En fait, pour être motivé.e, je dois pouvoir établir un lien entre mes comportements et les résultats de mes actions. A défaut, je pense que je ne peux pas agir sur la situation (c’est en tout cas comme cela que je perçois les choses) et je me résigne. L’absence de motivation présente le niveau le plus faible d’autodétermination.

Mais alors, comment agir sur la motivation au travail ?

Je vous livre un scoop : vive la motivation intrinsèque ! Les expériences conduites sur la théorie de l’autodétermination prouvent que nos actions, lorsqu’elles sont motivées de l’intérieur, sont favorables à la créativité, la santé, la réussite, la productivité, la performance… Alors que la motivation extrinsèque permet tout juste d’assurer un fonctionnement minimal de l’entreprise.

Année après année, les études et sondages réalisés auprès des salariés et des DRH le confirment : la recherche du plaisir rend heureux !
En entreprise, il y a donc tout intérêt à stimuler la motivation intrinsèque des salariés… mais le babyfoot et les chouquettes n’y suffiront pas (désolée pour les adeptes du « happiness management » !).

Passage obligé de l’autodétermination : mieux se connaître

Pour développer notre autodétermination, encore faut-il bien connaître les éléments qui favorisent notre bien-être au travail. Car la recette, c’est-à-dire les ingrédients et leur savant assemblage, n’est pas la même pour chacun.e. Un peu, beaucoup, d’autonomie, de reconnaissance, de tâches diversifiées, de nouvelles missions, de respect de nos valeurs… ?

En fait, identifier ce qui nous motive à titre individuel, mettre des mots sur nos besoins pour « bien travailler », est un passage obligé avant d’élaborer un projet professionnel motivant. Autrement dit, que nous aurons envie de mettre en œuvre.

Évidemment c’est bénéfique aux individus, mais aussi aux organisations de toutes tailles (le fameux « gagnant-gagnant »).

Mais comment faire le point sur ce qui nous motive, précisément ? Je vous parlerais bien du bilan de compétences et du coaching professionnel… mais d’abord, voyons quel genre de motivé.e vous êtes… (nb : si vous avez des questions sur le bilan et le coaching, n’hésitez pas à me contacter pour en parler !)

Toujours avec moi ? Un test pour savoir quel.le motivé.e vous êtes

Prenons une situation concrète. Depuis des mois, vous participez aux préparatifs du weekend des 40 ans de votre plus vieil ami (que vous aimez énormément). Or vous apprenez que le séminaire annuel de votre entreprise tombe le même weekend de juillet cette année. Comment réagissez-vous ?

### Objectif annoncé 1
Repérez dans les enregistrements chaque ligne qui contient le mot "leaf", puis recopiez-la.

Enregistrements de pointage d'objets nommés
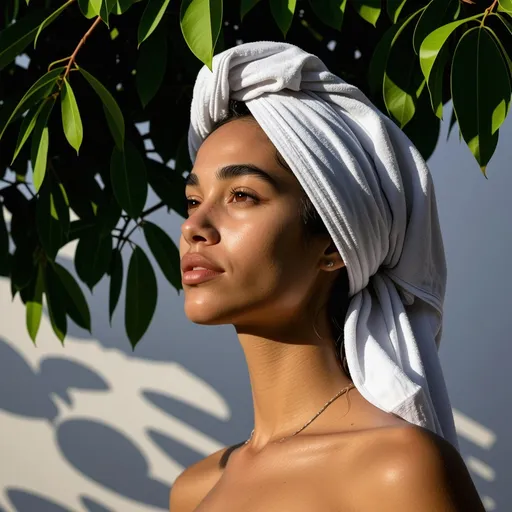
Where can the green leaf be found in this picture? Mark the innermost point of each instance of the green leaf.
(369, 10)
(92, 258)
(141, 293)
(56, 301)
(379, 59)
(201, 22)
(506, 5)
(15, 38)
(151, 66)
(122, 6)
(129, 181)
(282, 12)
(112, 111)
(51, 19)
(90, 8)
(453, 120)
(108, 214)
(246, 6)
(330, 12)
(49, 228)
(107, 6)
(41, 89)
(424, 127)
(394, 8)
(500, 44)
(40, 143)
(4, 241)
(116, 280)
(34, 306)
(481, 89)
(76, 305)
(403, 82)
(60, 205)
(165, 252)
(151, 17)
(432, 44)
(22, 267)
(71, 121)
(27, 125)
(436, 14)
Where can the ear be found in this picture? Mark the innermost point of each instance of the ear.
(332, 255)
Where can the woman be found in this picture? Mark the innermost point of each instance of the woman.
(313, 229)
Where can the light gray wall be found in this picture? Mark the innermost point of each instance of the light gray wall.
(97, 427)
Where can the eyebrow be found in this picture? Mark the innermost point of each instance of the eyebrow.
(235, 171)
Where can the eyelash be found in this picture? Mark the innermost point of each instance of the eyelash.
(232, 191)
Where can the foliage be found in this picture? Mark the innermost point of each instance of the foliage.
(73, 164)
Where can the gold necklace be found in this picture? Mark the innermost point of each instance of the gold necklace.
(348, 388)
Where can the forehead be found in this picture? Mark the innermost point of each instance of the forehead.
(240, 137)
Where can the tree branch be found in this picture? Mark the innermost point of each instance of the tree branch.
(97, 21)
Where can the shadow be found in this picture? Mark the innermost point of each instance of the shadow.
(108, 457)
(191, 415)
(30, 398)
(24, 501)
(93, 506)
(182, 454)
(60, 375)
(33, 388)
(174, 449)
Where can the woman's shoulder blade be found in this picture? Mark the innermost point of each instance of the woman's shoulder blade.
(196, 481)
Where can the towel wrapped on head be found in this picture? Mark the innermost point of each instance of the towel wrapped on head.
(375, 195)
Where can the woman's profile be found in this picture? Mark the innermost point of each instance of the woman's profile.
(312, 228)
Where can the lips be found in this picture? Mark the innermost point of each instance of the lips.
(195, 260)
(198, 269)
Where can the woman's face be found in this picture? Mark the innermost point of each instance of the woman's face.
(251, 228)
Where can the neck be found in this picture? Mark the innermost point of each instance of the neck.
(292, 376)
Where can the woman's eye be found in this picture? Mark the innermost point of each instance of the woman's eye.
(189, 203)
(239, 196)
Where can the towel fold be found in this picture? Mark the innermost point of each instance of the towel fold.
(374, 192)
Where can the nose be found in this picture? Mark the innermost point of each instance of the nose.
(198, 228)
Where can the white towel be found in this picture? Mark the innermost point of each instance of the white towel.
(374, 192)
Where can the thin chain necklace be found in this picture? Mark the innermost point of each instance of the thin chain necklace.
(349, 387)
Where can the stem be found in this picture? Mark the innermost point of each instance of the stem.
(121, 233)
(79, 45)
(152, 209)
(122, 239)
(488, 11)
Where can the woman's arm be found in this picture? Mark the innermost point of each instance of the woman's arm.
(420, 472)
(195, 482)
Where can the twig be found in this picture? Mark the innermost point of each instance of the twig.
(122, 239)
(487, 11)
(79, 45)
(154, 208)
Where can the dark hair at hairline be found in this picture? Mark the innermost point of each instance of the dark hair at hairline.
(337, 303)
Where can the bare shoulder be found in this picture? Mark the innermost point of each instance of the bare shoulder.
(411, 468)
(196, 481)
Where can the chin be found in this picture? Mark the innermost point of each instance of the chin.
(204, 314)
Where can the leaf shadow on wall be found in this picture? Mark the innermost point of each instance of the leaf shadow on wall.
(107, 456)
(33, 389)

...

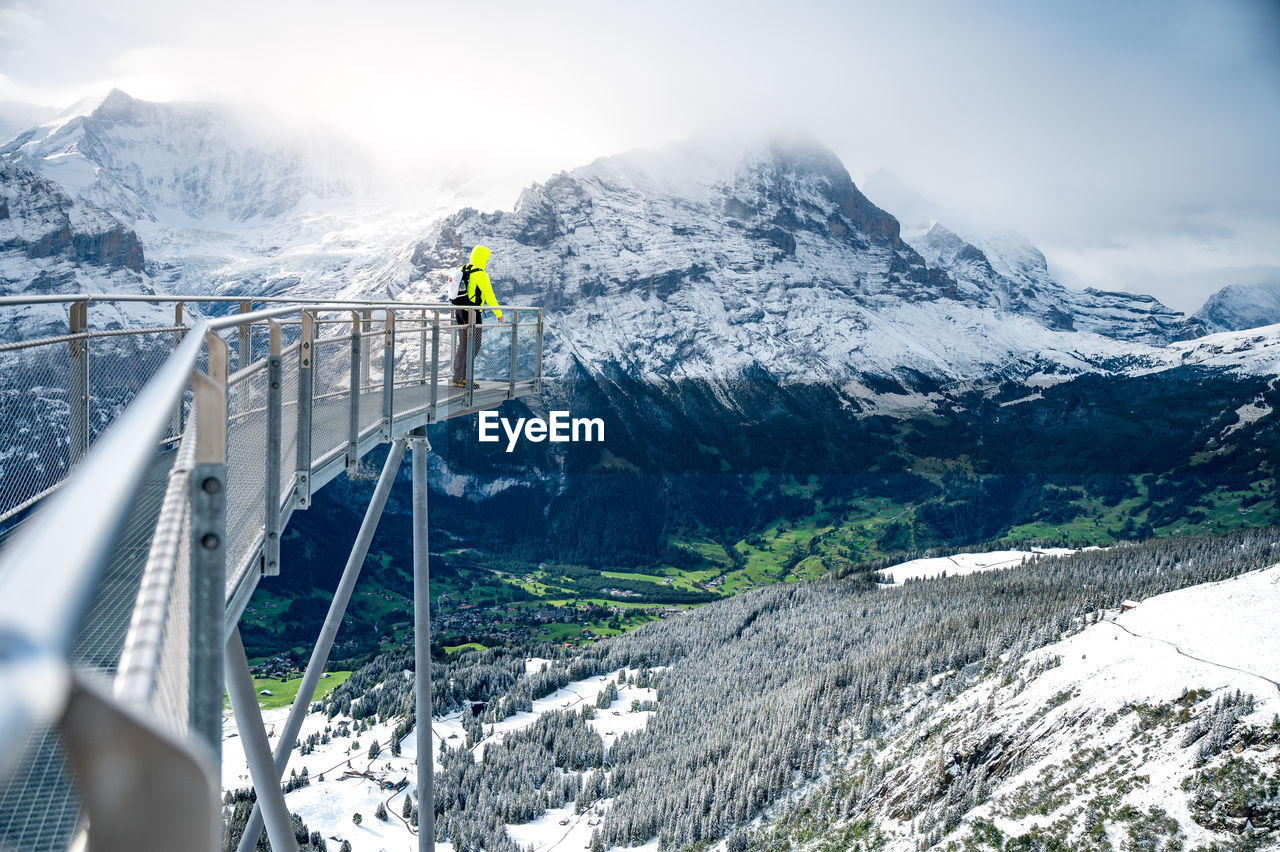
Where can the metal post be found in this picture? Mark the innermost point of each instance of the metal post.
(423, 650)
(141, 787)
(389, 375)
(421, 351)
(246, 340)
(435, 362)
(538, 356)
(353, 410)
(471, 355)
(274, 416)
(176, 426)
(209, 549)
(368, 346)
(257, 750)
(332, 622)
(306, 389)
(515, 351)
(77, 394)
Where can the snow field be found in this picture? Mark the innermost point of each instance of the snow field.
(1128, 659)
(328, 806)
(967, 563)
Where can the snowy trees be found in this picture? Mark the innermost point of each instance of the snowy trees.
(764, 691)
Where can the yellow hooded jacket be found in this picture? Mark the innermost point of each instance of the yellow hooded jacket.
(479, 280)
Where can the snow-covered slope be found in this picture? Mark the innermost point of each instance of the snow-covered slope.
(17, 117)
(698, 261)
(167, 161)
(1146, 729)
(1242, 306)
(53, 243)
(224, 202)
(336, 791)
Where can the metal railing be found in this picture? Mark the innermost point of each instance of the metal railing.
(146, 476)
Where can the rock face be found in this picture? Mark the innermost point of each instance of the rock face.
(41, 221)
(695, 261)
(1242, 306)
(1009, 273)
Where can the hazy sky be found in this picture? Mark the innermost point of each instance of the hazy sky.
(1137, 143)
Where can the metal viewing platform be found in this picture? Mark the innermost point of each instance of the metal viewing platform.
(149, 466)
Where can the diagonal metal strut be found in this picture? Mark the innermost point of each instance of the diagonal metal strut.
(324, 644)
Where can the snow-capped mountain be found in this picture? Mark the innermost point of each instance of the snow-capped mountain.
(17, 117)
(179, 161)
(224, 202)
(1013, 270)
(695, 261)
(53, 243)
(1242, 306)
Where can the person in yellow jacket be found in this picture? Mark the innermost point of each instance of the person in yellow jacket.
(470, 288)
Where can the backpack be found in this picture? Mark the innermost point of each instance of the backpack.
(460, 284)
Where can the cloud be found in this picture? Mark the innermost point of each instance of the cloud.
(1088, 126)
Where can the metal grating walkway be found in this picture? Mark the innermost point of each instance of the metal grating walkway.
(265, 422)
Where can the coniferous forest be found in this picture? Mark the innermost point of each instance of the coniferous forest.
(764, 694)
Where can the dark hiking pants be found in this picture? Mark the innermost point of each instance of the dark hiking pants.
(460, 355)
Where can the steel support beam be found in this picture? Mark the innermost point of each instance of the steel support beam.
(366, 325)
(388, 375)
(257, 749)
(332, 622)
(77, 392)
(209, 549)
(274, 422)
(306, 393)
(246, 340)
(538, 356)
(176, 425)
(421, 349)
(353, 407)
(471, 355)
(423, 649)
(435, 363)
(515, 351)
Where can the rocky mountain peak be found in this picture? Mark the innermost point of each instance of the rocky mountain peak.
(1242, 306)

### Objectif annoncé 2
Poursuivez le texte sur la motivation au travail juste après sa dernière phrase.

### Réponse écrite 1
Where can the green leaf be found in this picture? Mark the innermost point of each instance of the green leaf.
Where can the leaf shadow on wall be found in this picture? Mark the innermost point of each instance of the leaf shadow on wall.

### Réponse écrite 2
Réaction n°1 : la mort dans l’âme, vous vous rendez au séminaire interne et pas à la fête de votre ami. Personne n’a jamais raté cet événement « corporate » et vous redoutez d’être blâmé si vous faites l’impasse. Vous réagissez pour éviter une sanction, ce n’est pas vous qui déterminez votre propre comportement : vous faites de la régulation externe.

Réaction n°2 : la vérité, c’est que vous vous sentiriez coupable de ne pas assister à ce séminaire annuel : une collègue que vous appréciez vraiment fait des heures sups depuis des semaines pour l’organiser. Vous commencez à intérioriser des contraintes qui étaient initialement externes. Genre : « si, si je te jure, je suis contente d’y aller… » : vous pratiquez la régulation introjectée.

Réaction n°3 : finalement, vous décidez d’aller à ce séminaire. Le buffet sera délicieux, la soirée organisée dans un cadre idyllique : piscine et jacuzzi sous les étoiles, champagne à gogo… Vous valorisez votre comportement, vous le percevez comme choisi (par vous) : vous avez basculé dans de la régulation identifiée.

Réaction n°4 : vous ne pouvez vraiment pas manquer les 40 ans de votre ami d’enfance et vous décidez de ne pas aller au séminaire annuel. Dans ce scénario, vous répondez à vos besoins de réalisation personnelle, vous agissez en cohérence avec vos valeurs et votre personne entière. Vous faites de la régulation intégrée.

Alors ? Quel type de motivation extrinsèque pratiquez-vous ?! Des questions ?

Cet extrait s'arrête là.